[Extracted data entries]
Start

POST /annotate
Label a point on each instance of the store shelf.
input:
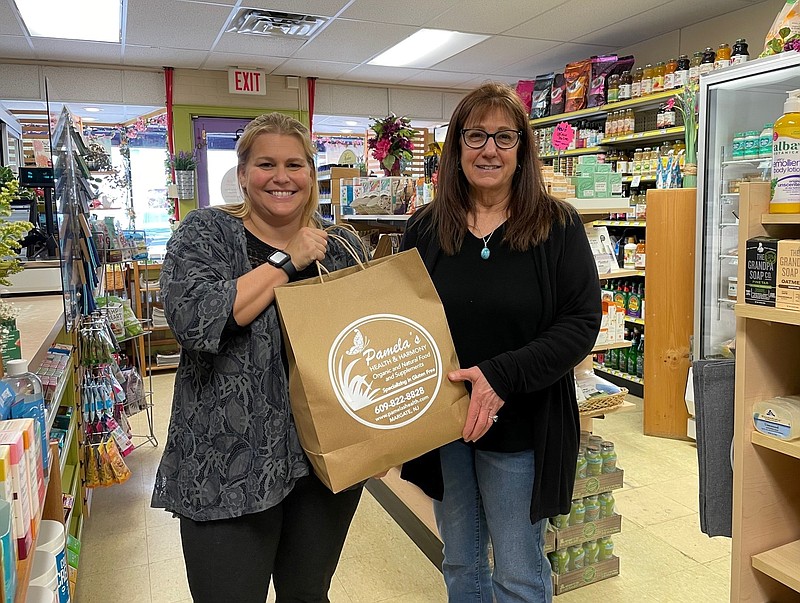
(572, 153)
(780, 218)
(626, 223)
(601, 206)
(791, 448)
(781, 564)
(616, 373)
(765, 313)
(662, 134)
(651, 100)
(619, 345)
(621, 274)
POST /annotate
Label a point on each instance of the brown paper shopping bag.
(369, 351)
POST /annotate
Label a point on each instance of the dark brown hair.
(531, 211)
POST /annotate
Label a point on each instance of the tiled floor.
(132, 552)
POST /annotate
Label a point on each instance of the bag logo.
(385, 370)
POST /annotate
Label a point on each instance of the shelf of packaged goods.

End

■ **DIRECTIONS FOR THIS TASK**: Put every line of the entries above into a JSON list of strings, one string per line, with blank lines and the pictures left out.

■ **WRITTEN ANSWER**:
[
  "POST /annotate",
  "Label a point on each instance of the store shelf.",
  "input:",
  "(572, 153)",
  "(780, 218)",
  "(626, 223)",
  "(601, 206)",
  "(791, 448)",
  "(781, 564)",
  "(616, 373)",
  "(765, 313)",
  "(662, 134)",
  "(651, 100)",
  "(619, 345)",
  "(621, 274)",
  "POST /annotate",
  "Label a point on each instance of the brown paper shopping bag.",
  "(369, 351)",
  "POST /annotate",
  "Label a point on each instance of the dark brown hair.",
  "(531, 211)",
  "POST /annotate",
  "Label a point on each instance of the tiled floor.",
  "(132, 552)",
  "POST /annotate",
  "Label a point on each instance of the bag logo.",
  "(385, 370)",
  "POST /annotate",
  "Label a point on each instance of the shelf of packaged goods."
]